Report every line of the material below that contains the string "front", treating uppercase and lowercase as different.

Records from a data source:
--- Start ---
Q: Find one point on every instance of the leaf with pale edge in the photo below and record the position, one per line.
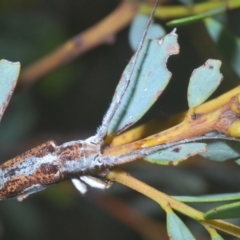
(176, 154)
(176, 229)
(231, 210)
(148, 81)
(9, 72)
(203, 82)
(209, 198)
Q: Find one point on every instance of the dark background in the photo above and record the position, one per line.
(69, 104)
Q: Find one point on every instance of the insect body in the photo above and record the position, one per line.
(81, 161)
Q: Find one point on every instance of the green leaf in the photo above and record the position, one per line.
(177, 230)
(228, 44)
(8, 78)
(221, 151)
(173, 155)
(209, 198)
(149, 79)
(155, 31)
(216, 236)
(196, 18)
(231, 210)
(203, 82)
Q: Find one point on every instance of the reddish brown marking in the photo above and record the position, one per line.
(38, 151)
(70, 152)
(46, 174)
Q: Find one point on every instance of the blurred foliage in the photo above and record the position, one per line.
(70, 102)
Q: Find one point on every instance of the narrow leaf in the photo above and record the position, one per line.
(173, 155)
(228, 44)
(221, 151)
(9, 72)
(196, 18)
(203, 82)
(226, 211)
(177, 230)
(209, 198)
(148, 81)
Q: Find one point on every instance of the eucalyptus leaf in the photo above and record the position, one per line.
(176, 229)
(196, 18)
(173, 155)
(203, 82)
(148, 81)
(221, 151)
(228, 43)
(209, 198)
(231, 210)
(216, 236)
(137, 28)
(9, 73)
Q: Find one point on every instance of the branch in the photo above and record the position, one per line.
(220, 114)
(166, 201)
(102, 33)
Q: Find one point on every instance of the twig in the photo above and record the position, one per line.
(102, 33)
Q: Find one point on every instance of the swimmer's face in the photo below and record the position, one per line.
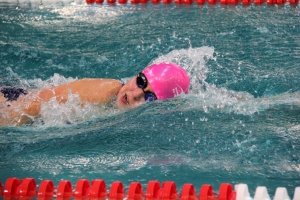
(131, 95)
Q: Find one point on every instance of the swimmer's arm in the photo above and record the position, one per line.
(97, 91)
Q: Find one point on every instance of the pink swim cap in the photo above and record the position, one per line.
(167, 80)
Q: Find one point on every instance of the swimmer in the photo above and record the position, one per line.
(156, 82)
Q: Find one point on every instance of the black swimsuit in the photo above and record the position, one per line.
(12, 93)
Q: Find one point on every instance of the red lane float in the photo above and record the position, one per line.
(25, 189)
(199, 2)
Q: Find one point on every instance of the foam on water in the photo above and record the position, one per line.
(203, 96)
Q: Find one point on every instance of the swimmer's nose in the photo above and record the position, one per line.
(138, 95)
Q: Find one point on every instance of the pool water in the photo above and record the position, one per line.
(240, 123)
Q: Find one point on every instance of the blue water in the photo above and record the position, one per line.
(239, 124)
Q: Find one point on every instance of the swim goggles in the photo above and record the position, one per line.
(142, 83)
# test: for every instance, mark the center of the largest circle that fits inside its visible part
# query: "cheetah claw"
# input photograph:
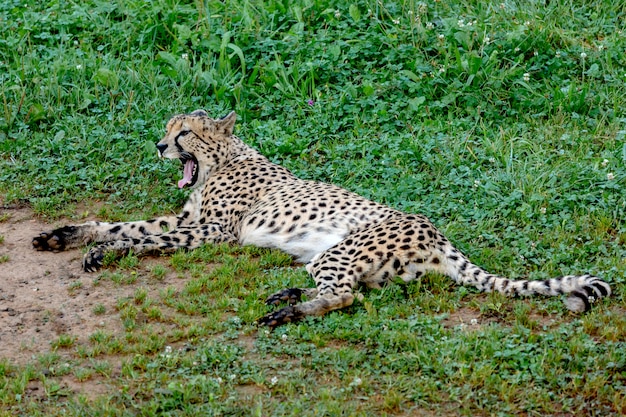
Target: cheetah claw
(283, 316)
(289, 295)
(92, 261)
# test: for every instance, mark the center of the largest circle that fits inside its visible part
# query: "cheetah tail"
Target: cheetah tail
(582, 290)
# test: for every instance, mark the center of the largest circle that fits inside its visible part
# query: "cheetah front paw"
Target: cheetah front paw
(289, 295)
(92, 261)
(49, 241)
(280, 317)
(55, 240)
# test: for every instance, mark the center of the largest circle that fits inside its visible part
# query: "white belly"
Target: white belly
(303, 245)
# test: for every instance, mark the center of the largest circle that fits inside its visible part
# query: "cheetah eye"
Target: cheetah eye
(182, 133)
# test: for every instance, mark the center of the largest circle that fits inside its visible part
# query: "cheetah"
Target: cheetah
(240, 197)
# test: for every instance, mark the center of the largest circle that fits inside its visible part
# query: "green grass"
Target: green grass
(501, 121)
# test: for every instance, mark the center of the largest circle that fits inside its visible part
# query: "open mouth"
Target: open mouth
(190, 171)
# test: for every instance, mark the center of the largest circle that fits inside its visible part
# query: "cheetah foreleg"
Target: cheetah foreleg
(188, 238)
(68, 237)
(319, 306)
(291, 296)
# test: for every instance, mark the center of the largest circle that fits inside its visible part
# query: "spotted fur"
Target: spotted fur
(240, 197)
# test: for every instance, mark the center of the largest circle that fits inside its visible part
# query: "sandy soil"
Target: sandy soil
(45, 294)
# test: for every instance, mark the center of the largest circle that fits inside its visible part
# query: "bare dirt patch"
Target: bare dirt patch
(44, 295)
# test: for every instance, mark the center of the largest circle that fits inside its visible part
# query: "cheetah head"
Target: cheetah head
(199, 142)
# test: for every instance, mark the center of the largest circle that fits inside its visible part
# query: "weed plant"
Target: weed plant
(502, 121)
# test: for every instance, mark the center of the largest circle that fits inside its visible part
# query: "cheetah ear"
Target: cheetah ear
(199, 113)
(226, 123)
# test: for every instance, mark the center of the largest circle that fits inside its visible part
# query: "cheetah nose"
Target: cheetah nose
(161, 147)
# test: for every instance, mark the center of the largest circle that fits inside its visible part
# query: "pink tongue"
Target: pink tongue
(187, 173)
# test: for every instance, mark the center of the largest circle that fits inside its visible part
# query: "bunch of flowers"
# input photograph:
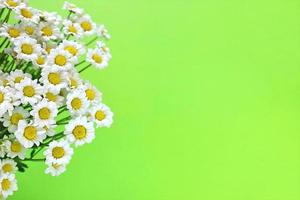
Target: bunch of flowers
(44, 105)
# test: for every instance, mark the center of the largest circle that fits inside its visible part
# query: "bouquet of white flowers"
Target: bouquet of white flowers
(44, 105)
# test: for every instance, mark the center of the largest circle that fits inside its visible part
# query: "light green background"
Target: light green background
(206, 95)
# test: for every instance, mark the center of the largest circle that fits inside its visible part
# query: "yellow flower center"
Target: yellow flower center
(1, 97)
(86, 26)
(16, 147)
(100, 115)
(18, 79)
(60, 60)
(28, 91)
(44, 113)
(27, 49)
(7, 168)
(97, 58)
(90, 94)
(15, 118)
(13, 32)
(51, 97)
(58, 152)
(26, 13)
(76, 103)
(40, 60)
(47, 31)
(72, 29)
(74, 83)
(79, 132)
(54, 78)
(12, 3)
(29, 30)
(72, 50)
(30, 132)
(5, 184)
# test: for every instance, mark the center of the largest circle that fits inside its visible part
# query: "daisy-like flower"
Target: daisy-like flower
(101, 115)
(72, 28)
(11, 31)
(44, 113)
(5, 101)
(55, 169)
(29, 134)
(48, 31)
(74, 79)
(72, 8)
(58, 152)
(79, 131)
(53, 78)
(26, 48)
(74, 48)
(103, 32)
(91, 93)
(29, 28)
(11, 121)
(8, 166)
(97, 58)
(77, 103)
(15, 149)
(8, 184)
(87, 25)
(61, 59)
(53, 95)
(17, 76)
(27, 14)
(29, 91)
--- End ---
--- Start ---
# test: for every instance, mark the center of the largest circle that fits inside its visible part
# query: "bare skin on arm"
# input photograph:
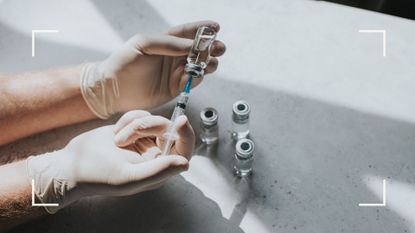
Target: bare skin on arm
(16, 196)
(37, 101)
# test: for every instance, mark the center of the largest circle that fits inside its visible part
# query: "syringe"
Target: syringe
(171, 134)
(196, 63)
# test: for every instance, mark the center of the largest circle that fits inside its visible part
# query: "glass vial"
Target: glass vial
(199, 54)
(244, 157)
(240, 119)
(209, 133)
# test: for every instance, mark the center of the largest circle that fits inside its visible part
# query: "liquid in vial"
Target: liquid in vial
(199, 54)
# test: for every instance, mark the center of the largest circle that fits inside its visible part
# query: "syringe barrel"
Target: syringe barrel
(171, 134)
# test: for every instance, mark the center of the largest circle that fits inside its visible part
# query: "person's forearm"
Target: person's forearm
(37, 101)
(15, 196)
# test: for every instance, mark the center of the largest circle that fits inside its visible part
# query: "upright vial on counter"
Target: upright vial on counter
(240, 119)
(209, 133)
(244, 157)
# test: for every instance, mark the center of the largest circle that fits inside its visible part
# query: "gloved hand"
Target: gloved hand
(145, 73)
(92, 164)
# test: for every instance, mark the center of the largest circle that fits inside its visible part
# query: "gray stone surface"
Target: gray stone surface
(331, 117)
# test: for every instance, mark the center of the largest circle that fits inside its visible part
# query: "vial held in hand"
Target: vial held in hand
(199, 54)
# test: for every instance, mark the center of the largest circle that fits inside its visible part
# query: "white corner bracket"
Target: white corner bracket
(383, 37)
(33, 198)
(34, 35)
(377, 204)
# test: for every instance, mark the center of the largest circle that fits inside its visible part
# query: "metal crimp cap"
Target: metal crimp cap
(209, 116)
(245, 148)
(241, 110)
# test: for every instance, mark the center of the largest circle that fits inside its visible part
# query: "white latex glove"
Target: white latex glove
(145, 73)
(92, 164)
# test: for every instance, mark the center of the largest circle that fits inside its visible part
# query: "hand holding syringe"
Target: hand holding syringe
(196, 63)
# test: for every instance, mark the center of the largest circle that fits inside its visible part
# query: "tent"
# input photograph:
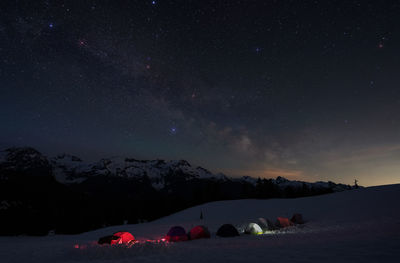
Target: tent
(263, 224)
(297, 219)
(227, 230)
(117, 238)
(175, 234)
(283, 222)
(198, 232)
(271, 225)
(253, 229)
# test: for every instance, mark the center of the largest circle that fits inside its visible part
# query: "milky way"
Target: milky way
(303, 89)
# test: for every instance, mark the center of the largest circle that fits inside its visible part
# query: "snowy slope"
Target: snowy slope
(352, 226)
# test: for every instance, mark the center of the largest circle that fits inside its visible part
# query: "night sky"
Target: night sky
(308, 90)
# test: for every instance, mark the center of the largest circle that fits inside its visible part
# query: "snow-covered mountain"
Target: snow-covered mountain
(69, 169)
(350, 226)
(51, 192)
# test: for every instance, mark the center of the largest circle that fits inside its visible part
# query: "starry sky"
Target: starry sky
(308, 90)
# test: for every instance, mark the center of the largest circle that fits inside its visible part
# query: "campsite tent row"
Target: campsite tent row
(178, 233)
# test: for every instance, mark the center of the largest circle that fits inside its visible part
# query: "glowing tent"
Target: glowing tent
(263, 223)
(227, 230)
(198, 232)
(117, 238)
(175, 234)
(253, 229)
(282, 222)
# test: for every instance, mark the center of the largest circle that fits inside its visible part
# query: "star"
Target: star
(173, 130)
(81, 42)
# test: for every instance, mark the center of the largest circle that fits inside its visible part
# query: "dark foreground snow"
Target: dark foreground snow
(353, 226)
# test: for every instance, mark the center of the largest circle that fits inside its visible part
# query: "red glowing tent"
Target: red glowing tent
--- End ---
--- Start ---
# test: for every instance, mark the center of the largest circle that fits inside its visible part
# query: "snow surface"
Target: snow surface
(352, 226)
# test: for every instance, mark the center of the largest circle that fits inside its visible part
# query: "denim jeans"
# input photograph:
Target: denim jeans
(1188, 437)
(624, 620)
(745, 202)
--- End ---
**Completed task**
# query: "cheetah front paw"
Target: cheetah front paw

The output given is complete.